### WHAT NEEDS TO BE DONE
Output only the lines of the entries that start at the line containing "Where does a point fall on the tree" and run through the end of the entries as a Markdown table with the columns Row and Line. Number each row, and skip blank lines.

#### RECORD SET

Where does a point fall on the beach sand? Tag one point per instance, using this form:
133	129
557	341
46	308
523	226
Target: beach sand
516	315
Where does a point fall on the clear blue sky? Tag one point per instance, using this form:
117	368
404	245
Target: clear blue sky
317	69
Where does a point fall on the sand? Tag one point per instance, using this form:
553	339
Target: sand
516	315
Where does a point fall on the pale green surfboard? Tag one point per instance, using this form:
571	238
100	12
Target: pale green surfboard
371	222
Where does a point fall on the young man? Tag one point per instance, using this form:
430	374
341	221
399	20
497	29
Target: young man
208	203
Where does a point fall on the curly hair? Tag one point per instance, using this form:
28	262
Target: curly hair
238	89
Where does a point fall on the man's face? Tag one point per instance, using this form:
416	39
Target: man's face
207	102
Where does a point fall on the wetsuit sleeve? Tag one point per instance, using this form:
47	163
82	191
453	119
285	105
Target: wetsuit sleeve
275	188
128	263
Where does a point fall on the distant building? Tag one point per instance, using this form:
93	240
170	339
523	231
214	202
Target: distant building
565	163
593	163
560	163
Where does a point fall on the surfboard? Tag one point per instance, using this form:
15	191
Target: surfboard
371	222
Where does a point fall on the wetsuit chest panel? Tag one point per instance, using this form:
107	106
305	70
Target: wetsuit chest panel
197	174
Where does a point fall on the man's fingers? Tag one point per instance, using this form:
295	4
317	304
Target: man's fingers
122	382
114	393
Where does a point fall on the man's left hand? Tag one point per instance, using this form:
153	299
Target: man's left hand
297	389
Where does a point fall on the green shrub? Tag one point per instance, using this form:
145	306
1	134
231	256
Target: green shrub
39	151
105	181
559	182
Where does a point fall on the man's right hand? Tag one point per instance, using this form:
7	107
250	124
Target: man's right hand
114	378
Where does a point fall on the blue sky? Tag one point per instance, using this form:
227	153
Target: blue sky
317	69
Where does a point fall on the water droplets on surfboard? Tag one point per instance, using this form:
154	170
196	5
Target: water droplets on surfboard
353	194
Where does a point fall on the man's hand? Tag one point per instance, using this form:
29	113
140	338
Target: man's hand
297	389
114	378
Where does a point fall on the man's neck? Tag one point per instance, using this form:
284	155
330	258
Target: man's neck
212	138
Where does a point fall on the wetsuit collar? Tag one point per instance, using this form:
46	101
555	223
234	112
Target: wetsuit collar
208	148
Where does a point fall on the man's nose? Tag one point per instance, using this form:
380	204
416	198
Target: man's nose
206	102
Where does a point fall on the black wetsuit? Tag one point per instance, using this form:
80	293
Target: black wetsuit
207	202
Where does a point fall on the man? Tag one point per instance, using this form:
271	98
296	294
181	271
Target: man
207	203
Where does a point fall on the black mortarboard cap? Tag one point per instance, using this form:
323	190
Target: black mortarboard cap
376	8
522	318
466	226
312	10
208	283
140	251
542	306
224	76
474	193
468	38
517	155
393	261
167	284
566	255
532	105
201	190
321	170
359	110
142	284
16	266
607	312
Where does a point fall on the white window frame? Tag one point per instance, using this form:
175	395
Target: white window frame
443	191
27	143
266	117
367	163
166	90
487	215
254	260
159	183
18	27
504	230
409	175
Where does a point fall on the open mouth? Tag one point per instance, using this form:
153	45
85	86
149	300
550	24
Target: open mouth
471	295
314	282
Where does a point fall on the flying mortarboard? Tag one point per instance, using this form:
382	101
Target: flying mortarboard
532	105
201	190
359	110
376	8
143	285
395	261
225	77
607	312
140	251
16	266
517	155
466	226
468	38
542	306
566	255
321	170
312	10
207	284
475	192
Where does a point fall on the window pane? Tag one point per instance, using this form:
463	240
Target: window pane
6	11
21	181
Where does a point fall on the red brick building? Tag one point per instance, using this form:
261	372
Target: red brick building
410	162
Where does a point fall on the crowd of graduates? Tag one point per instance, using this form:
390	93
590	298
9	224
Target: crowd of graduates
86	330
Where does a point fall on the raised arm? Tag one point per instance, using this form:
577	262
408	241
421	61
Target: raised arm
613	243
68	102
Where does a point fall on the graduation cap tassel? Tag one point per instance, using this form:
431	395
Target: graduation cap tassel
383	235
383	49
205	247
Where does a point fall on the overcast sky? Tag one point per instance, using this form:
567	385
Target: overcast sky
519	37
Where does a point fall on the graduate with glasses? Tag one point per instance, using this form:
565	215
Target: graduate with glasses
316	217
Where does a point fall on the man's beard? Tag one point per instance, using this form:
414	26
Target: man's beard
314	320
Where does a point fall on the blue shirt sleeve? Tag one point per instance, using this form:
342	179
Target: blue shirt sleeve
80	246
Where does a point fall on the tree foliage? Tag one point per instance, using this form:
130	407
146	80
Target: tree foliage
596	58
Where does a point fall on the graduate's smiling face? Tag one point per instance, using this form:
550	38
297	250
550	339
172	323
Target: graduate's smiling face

########

### THE SOLUTION
| Row | Line |
|---|---|
| 1 | Where does a point fall on the tree foliage? Tag one point per instance, using this form: |
| 2 | 130	407 |
| 3 | 146	80 |
| 4 | Target: tree foliage |
| 5 | 596	58 |
| 6 | Where does a point fall on the graduate's smiling face? Tag one point per instance, using this form: |
| 7 | 550	38 |
| 8 | 297	250 |
| 9 | 550	339 |
| 10 | 172	323 |
| 11 | Target: graduate's smiling face |